### Exercise details:
Write out exactly the lines that run from the one containing "Note: pick out every instance of the guardrail" to the end of the entries below, with both end lines included.

### Information given:
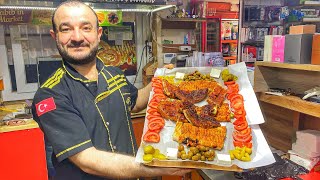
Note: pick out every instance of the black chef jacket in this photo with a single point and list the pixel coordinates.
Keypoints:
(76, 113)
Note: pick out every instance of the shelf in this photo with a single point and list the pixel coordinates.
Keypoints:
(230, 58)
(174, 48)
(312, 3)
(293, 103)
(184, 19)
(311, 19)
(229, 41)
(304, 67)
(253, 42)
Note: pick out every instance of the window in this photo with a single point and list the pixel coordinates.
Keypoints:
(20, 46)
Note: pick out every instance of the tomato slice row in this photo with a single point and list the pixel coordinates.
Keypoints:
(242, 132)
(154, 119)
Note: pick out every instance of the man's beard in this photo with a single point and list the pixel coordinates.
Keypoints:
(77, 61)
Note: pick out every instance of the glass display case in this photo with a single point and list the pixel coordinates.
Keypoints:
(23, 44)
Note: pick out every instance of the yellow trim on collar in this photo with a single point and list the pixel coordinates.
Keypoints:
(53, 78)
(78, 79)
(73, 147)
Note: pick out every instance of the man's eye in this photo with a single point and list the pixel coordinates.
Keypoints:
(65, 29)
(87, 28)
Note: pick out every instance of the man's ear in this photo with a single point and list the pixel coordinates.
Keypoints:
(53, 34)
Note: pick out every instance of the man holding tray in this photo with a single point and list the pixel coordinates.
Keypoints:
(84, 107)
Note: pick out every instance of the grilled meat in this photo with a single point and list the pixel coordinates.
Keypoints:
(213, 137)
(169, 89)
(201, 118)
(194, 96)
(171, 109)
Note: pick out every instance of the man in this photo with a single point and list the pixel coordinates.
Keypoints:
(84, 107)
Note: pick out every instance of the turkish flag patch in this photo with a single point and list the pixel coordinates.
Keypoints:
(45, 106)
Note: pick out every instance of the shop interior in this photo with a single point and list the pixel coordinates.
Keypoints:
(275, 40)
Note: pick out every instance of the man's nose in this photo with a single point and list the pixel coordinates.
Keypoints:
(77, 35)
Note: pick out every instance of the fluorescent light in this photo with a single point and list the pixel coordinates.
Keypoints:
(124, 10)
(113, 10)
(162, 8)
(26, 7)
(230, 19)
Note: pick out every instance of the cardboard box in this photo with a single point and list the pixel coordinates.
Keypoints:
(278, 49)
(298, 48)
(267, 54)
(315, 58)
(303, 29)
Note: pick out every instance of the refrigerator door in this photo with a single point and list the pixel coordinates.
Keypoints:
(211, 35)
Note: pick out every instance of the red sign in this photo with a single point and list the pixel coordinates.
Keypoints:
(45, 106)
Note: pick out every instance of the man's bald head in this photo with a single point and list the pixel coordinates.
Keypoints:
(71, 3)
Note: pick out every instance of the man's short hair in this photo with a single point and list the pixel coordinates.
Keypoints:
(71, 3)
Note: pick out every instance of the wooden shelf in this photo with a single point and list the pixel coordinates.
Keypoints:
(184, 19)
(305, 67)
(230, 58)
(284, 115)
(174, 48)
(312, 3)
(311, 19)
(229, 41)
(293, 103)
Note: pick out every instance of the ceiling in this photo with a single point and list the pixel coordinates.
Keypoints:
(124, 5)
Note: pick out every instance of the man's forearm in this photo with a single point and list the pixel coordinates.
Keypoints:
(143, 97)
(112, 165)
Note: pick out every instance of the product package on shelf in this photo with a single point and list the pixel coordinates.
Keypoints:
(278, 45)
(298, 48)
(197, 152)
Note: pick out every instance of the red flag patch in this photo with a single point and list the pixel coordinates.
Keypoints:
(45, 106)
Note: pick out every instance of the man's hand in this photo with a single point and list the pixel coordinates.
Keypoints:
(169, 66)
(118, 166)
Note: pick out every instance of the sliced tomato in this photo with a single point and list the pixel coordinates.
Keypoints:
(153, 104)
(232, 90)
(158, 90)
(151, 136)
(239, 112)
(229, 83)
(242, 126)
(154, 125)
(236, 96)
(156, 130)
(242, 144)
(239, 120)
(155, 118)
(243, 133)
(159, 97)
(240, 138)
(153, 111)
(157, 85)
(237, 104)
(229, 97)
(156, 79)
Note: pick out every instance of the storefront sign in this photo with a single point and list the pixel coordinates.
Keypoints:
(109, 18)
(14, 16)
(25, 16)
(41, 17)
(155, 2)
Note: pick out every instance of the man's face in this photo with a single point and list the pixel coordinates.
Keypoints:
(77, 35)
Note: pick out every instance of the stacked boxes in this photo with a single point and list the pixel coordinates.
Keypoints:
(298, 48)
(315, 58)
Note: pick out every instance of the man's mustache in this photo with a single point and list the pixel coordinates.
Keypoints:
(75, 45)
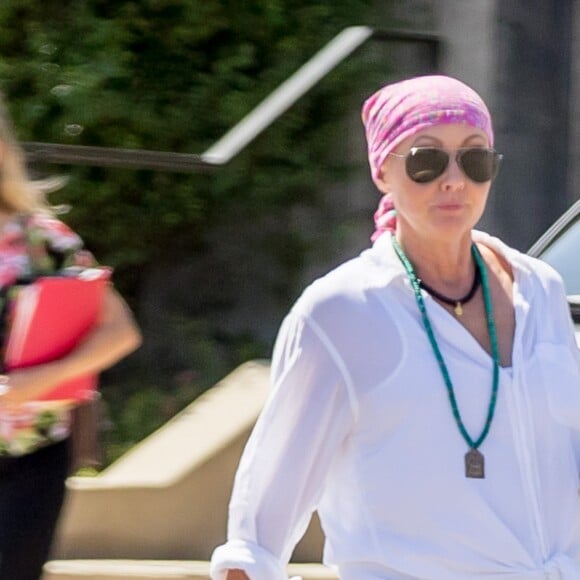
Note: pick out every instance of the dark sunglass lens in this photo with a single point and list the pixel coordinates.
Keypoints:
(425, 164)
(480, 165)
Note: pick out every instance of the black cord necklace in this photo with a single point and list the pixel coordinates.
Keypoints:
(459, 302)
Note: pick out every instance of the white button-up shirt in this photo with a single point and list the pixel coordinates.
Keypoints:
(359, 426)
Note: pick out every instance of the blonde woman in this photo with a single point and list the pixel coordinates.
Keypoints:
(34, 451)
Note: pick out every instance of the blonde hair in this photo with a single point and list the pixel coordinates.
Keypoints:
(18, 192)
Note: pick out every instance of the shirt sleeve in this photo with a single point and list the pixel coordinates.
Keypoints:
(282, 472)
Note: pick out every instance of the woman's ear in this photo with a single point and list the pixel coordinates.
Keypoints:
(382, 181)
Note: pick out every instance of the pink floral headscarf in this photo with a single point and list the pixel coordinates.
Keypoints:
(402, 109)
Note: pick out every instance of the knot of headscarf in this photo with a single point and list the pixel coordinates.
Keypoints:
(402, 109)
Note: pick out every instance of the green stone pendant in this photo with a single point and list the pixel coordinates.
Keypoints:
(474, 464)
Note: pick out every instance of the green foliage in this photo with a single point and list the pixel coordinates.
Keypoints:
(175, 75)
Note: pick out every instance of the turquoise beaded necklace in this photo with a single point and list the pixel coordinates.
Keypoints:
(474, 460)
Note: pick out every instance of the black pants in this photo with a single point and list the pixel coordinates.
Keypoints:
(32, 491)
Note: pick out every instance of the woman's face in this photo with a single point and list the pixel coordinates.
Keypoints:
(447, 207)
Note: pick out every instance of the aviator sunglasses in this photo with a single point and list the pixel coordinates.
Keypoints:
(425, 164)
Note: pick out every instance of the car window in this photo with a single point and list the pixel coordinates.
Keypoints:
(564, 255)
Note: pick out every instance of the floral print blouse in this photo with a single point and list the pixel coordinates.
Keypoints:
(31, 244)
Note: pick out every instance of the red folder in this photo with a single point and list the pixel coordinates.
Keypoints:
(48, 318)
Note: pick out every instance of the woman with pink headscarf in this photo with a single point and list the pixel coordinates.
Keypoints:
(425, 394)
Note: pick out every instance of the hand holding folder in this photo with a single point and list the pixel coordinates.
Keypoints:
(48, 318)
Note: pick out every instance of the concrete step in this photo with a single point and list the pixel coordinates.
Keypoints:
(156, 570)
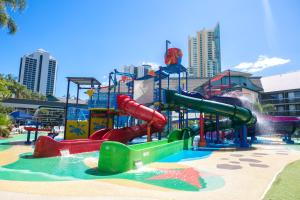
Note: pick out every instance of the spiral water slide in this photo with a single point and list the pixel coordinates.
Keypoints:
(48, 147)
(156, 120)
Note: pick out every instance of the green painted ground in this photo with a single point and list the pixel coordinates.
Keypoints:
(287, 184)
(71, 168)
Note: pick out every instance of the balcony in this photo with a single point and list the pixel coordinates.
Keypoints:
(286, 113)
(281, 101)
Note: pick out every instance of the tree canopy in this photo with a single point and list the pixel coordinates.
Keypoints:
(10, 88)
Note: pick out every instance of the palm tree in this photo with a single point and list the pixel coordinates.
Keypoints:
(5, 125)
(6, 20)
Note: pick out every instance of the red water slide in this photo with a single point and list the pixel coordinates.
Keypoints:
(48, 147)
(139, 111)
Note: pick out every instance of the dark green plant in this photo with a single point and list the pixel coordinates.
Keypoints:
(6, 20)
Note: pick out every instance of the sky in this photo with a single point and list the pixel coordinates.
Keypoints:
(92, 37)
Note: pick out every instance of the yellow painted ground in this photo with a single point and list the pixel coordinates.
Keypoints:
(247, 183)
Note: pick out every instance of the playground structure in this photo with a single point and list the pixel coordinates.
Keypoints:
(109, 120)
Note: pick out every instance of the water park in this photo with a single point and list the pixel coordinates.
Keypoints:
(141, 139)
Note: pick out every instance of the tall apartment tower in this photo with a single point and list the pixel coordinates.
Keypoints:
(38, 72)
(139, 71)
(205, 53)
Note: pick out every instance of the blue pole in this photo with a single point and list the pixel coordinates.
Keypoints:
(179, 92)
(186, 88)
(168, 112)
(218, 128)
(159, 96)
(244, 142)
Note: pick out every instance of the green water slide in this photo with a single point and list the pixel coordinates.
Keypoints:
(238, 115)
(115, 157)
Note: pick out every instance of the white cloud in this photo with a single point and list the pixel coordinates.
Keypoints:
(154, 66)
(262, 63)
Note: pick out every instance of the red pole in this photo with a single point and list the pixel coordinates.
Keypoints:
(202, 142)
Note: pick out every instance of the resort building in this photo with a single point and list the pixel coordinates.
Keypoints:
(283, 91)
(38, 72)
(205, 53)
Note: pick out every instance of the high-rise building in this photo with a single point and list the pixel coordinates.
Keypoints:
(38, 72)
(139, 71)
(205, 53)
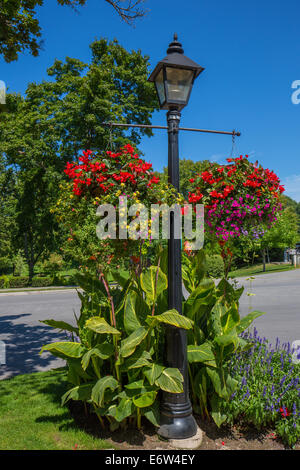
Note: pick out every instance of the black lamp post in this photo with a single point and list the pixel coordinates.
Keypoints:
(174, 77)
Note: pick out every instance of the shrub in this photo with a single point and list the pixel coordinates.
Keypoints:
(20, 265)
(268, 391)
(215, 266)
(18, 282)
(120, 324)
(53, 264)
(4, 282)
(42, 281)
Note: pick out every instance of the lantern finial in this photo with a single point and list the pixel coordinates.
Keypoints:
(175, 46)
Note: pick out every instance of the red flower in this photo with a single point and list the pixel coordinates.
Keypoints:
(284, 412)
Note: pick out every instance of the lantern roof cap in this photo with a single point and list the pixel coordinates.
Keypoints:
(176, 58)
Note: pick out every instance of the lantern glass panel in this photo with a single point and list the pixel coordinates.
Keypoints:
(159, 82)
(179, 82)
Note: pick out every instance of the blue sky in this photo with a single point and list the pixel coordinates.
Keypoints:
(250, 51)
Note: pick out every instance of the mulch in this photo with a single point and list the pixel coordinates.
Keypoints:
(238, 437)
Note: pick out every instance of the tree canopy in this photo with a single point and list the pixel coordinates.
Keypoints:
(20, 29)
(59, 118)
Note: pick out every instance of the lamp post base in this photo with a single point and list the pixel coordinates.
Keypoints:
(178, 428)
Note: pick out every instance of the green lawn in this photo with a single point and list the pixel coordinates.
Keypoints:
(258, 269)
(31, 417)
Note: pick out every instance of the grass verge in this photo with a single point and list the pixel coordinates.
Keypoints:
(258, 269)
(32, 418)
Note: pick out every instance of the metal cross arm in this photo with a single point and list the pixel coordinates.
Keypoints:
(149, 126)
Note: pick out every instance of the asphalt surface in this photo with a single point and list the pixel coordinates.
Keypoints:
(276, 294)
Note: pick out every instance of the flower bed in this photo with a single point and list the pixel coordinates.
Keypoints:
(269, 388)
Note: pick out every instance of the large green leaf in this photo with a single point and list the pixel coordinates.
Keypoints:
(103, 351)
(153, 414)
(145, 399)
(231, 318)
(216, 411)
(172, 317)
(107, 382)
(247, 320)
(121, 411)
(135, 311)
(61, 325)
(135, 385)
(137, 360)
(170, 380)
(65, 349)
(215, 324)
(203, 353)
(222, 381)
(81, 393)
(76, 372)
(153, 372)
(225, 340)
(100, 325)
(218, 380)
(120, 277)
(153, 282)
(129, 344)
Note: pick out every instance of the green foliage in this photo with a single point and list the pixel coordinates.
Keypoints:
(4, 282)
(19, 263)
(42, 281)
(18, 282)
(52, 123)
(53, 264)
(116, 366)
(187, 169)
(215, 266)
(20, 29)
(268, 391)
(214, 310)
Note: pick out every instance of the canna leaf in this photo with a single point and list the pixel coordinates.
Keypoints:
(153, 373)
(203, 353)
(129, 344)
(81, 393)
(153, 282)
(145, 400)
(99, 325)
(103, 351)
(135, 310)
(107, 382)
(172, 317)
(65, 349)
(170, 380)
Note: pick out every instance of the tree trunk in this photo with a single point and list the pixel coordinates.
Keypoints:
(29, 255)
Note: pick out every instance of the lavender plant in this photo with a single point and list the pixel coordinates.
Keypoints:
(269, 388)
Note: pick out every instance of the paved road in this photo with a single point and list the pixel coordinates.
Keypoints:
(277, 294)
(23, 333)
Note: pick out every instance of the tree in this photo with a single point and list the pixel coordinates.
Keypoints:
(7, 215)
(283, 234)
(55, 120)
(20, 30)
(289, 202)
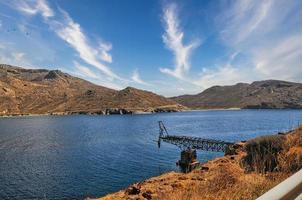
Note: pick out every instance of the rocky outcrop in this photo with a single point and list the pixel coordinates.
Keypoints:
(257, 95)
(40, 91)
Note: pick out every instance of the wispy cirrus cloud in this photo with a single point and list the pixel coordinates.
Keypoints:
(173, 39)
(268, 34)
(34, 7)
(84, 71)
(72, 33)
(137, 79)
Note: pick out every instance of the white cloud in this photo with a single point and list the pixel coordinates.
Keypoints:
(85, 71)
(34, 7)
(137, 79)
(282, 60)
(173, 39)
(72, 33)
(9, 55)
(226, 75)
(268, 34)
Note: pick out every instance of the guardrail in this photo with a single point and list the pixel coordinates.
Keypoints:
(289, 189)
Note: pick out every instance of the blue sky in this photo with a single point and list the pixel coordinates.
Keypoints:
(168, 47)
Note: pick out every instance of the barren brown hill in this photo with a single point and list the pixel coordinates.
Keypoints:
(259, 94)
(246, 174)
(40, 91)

### Solution for this task:
Note: pick out every instance of the guardrail in this photo with a single point and list the pixel coordinates.
Keypoints:
(289, 189)
Note: pick out every instance of the blue sky in this photo with a single point and list the pixel coordinates.
Keypoints:
(168, 47)
Note: pick out every instance of the barren brown hill in this photo with a single point and list the pixel coordinates.
Keypoints:
(259, 94)
(246, 174)
(40, 91)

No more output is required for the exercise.